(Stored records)
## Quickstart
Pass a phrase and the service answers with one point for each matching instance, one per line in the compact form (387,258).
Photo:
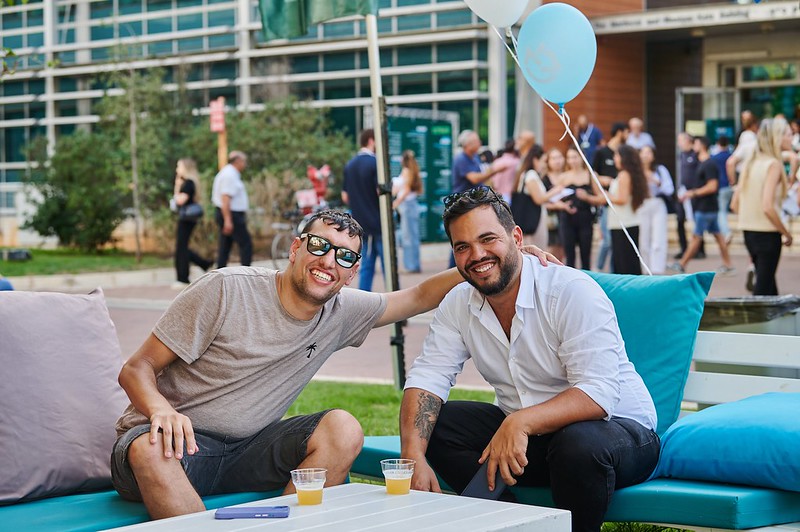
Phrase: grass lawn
(376,406)
(51,261)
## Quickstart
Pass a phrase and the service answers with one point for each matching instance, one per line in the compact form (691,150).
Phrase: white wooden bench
(693,505)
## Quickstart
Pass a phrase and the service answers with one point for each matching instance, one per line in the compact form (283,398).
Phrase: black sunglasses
(316,245)
(475,194)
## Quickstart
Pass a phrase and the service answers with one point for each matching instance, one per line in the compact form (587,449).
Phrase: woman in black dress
(186,192)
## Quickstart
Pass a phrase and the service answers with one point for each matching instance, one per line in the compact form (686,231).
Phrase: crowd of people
(636,194)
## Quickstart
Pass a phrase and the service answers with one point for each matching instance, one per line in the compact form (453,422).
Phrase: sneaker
(676,267)
(750,278)
(726,270)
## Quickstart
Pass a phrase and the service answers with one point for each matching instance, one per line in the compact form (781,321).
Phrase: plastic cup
(398,473)
(309,483)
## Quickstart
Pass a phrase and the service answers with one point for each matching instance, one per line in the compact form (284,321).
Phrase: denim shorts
(706,222)
(261,462)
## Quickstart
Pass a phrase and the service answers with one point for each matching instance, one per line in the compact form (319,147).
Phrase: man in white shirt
(229,196)
(571,413)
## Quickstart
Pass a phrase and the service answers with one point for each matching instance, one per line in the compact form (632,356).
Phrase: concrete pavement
(137,299)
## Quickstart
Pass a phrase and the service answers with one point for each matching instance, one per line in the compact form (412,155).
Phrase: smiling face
(487,256)
(315,278)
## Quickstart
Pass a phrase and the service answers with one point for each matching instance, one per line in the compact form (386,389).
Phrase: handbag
(191,212)
(525,211)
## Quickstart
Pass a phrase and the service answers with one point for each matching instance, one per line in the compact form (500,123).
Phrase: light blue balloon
(557,51)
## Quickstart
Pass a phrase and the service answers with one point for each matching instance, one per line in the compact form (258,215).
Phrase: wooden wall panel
(614,93)
(616,89)
(670,65)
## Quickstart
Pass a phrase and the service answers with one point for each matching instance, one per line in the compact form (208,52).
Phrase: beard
(303,287)
(508,266)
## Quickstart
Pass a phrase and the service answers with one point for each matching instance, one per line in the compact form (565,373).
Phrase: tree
(80,200)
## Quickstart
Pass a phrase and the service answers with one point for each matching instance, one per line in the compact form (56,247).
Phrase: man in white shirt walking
(229,196)
(571,413)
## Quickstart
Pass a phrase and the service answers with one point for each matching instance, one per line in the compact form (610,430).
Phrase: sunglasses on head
(474,194)
(319,246)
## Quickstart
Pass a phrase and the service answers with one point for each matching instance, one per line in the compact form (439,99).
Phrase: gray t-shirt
(242,359)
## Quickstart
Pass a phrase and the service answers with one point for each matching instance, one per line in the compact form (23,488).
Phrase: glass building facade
(433,56)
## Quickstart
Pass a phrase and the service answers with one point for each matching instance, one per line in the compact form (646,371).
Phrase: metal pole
(385,187)
(137,213)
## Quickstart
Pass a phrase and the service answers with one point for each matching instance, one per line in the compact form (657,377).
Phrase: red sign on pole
(217,108)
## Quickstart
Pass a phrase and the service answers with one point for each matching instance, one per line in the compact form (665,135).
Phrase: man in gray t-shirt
(211,384)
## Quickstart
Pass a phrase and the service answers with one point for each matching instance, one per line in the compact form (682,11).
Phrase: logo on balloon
(541,64)
(558,50)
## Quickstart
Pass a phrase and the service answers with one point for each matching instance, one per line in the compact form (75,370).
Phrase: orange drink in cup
(309,483)
(398,473)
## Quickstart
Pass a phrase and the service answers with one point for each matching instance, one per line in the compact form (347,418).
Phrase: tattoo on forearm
(428,412)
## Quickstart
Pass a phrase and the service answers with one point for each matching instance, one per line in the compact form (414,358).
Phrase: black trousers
(240,235)
(577,229)
(583,463)
(623,257)
(765,250)
(184,255)
(681,212)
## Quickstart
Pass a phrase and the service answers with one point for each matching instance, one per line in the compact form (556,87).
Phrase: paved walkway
(137,299)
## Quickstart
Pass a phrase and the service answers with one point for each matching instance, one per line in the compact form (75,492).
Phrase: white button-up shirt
(228,182)
(564,334)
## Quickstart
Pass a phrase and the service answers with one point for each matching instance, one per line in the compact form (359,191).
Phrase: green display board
(430,136)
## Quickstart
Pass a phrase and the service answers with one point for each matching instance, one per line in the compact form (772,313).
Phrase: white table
(352,507)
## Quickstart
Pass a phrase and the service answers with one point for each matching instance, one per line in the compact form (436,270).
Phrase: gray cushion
(59,399)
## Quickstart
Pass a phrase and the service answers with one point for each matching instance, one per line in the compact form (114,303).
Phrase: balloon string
(563,116)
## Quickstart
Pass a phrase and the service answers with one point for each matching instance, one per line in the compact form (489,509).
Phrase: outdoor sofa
(733,466)
(59,401)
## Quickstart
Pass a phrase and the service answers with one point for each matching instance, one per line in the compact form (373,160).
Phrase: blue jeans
(724,198)
(409,226)
(583,463)
(371,250)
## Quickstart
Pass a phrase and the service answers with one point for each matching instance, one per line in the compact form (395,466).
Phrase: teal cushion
(97,511)
(688,502)
(753,442)
(658,317)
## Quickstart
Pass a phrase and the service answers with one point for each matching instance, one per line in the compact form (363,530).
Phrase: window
(128,7)
(102,9)
(338,29)
(414,84)
(343,61)
(159,25)
(12,21)
(158,5)
(13,176)
(305,63)
(337,89)
(455,81)
(386,58)
(769,72)
(190,22)
(453,18)
(454,52)
(307,90)
(414,55)
(414,22)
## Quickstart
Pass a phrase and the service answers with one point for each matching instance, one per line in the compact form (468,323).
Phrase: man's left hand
(543,256)
(507,451)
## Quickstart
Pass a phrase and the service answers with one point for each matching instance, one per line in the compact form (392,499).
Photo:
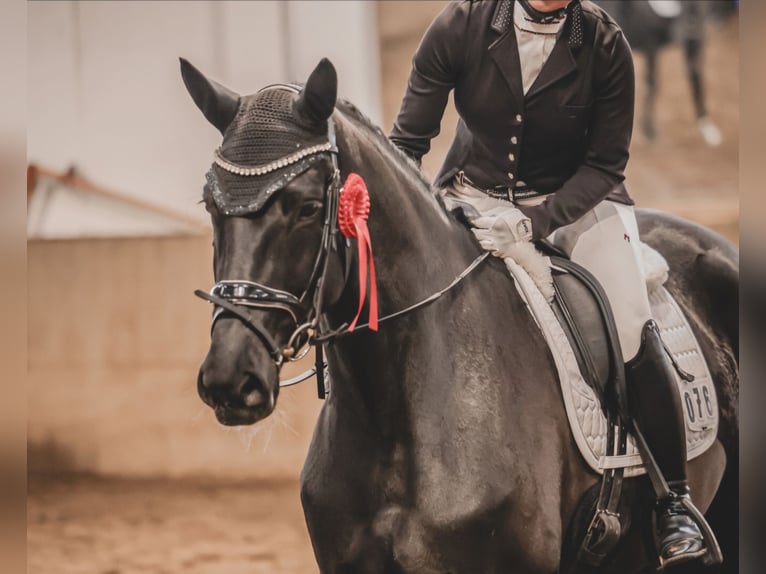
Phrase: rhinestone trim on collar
(269,167)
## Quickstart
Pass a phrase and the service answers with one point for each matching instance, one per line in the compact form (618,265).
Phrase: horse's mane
(355,114)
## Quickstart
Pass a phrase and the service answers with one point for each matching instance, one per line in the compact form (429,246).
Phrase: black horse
(443,445)
(650,26)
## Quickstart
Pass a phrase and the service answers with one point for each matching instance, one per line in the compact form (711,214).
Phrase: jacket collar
(505,53)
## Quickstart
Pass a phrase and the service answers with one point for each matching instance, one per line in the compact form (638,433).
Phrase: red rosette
(353,212)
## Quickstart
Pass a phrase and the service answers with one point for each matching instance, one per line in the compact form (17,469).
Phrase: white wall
(106,95)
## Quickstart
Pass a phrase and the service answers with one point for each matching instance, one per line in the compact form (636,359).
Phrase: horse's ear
(317,99)
(217,102)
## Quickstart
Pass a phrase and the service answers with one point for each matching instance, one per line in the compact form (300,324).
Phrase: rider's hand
(498,233)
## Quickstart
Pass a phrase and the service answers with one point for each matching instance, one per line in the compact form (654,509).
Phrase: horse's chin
(244,416)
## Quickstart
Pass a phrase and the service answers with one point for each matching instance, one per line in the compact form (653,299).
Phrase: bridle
(233,297)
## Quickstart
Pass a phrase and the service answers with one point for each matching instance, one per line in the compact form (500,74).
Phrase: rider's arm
(435,68)
(609,136)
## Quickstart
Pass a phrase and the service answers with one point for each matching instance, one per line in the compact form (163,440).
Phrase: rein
(232,297)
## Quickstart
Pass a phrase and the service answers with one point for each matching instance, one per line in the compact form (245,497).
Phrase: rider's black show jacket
(569,134)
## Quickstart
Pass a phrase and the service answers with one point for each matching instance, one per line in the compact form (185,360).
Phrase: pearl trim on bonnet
(269,167)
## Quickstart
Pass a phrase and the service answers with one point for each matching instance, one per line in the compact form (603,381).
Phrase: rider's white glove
(498,233)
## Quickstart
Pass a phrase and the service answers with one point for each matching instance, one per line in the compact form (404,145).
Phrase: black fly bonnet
(265,147)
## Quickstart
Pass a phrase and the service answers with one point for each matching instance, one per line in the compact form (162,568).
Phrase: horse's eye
(310,209)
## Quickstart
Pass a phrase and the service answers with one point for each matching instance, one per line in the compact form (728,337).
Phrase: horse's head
(272,197)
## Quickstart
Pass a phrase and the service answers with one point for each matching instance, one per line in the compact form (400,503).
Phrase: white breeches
(605,241)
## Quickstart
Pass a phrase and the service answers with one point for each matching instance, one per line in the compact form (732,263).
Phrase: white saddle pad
(585,416)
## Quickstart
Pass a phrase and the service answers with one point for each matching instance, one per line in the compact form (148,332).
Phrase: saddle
(580,329)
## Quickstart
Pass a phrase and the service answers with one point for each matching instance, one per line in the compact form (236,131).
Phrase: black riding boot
(656,406)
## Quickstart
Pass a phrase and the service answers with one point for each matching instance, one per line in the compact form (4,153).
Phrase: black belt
(505,193)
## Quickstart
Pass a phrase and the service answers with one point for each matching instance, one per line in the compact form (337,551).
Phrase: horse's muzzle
(236,404)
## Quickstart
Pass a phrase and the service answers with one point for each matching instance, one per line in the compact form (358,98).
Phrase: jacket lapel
(505,52)
(560,64)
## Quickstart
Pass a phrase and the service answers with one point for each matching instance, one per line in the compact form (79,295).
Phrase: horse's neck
(418,250)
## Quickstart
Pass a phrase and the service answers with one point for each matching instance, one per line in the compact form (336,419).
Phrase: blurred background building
(118,242)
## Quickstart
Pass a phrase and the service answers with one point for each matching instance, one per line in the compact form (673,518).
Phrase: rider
(545,94)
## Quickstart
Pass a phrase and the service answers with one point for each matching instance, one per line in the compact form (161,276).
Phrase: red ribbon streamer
(353,211)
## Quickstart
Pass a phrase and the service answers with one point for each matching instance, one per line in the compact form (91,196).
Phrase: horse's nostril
(253,392)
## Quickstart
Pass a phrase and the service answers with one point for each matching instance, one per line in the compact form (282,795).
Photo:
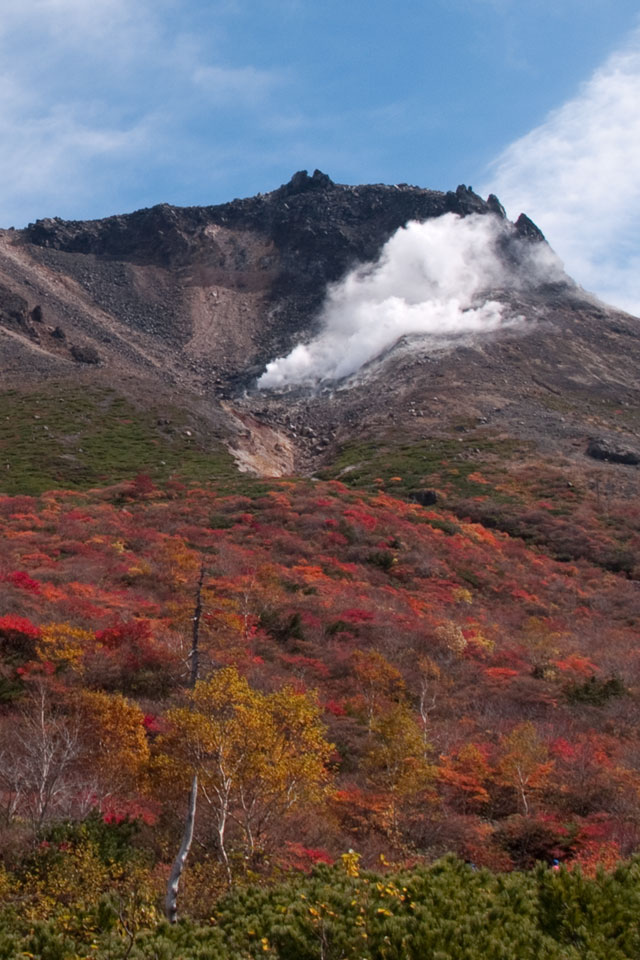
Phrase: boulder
(611,451)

> **The request**:
Pull out each line of the listing above that contains the string "pole", and copy it.

> **Answer to this problem**:
Phrase: metal pole
Phrase: red sign on pole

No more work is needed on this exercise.